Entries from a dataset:
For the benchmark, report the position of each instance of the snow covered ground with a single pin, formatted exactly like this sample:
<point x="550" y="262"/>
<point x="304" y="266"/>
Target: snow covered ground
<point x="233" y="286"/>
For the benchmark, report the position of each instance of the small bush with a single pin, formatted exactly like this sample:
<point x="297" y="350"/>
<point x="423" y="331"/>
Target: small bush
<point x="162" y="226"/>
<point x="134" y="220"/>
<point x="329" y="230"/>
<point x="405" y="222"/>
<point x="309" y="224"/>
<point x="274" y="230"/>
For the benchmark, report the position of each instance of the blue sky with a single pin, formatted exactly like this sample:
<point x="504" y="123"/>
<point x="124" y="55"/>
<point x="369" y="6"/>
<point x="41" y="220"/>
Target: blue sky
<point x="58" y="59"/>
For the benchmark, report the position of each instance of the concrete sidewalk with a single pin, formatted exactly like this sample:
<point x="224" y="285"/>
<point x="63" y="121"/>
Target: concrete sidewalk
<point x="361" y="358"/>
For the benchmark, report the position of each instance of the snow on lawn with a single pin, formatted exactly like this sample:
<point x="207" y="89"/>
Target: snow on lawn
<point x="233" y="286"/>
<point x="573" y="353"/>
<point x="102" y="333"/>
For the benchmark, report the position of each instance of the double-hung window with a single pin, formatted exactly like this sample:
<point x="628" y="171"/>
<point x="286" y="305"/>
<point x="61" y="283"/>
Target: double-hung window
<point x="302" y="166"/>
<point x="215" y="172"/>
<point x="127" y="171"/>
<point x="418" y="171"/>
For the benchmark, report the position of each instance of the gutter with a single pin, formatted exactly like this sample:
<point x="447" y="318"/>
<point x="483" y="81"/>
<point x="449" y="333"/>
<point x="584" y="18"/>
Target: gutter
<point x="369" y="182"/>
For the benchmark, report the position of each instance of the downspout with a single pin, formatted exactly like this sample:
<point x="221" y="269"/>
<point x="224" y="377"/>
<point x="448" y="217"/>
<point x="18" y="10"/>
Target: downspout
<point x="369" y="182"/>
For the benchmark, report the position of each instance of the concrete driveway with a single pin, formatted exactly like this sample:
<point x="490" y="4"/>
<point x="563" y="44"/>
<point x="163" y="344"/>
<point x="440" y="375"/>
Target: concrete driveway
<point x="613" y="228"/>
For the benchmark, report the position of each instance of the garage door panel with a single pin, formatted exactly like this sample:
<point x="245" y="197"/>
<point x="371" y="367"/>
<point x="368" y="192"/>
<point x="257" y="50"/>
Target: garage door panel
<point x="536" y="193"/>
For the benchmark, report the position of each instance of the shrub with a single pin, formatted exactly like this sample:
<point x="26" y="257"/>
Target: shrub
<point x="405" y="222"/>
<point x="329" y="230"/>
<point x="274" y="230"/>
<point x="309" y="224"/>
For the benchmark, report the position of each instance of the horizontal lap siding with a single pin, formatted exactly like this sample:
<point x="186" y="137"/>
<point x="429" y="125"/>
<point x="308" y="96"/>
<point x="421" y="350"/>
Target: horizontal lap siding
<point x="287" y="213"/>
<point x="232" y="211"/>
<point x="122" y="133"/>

■ JOB
Copy every line of the material above without changing anything.

■ RESPONSE FOR THIS EXERCISE
For the benchmark, report the position of each instance of the snow covered ground with a single pin, formatted exactly like this sample:
<point x="550" y="262"/>
<point x="304" y="266"/>
Target: snow covered ground
<point x="233" y="286"/>
For the benchmark, report the position of each instance of the small bush with a single pin, formatted exactly like this sample:
<point x="297" y="350"/>
<point x="423" y="331"/>
Target: small bush
<point x="162" y="226"/>
<point x="134" y="220"/>
<point x="329" y="230"/>
<point x="405" y="222"/>
<point x="309" y="224"/>
<point x="274" y="230"/>
For the benchmark, report the position of each instance of the blue sky with a single pin, formatted exactly like this sample:
<point x="504" y="123"/>
<point x="124" y="55"/>
<point x="369" y="6"/>
<point x="41" y="220"/>
Target: blue sky
<point x="58" y="59"/>
For the benchmark, report the position of each instance of the concrete sidewalk with a single pin, formatted exactly like this sample:
<point x="224" y="285"/>
<point x="63" y="121"/>
Target: concrete sidewalk
<point x="361" y="358"/>
For the benchmark, report the position of each instance of the snow on lawn with a single pin, formatted exactly like this sample:
<point x="207" y="89"/>
Target: snow on lawn
<point x="233" y="286"/>
<point x="573" y="353"/>
<point x="102" y="333"/>
For the benchmark, report the position of each instance of the double-hung window with a single pin, formatted exactly like this sample:
<point x="628" y="171"/>
<point x="286" y="305"/>
<point x="61" y="283"/>
Target: double-hung window
<point x="302" y="166"/>
<point x="215" y="172"/>
<point x="127" y="171"/>
<point x="418" y="171"/>
For the benchmark, report the position of each instance of the gutter with a single pin, formatted exactly like this sample:
<point x="447" y="318"/>
<point x="483" y="81"/>
<point x="449" y="333"/>
<point x="584" y="18"/>
Target: gutter
<point x="369" y="182"/>
For the benchmark, report the position of each instance of the downspout with a single pin, formatted exactly like this sample:
<point x="221" y="269"/>
<point x="224" y="377"/>
<point x="448" y="217"/>
<point x="18" y="10"/>
Target: downspout
<point x="369" y="182"/>
For the benchmark, report the position of each instance of the concrete driveway with a single pin, formatted exactly like this sample:
<point x="490" y="4"/>
<point x="563" y="44"/>
<point x="163" y="344"/>
<point x="440" y="375"/>
Target: concrete driveway
<point x="613" y="228"/>
For the benchmark, report the position of each instance of the garage door panel with a single pin, formatted exactly like this sample:
<point x="245" y="197"/>
<point x="371" y="367"/>
<point x="368" y="192"/>
<point x="257" y="50"/>
Target: garage door panel
<point x="536" y="193"/>
For the benchmark, report the position of each instance of the shrub with a single pin, formatted exactly like this sample:
<point x="26" y="257"/>
Target: shrub
<point x="405" y="222"/>
<point x="329" y="230"/>
<point x="274" y="230"/>
<point x="309" y="224"/>
For the benchmark, report the position of each instance of the horizontal lap siding with a single pin, formatted exactly like this sample:
<point x="186" y="137"/>
<point x="429" y="125"/>
<point x="308" y="96"/>
<point x="421" y="350"/>
Target: horizontal lap siding
<point x="287" y="213"/>
<point x="232" y="211"/>
<point x="122" y="133"/>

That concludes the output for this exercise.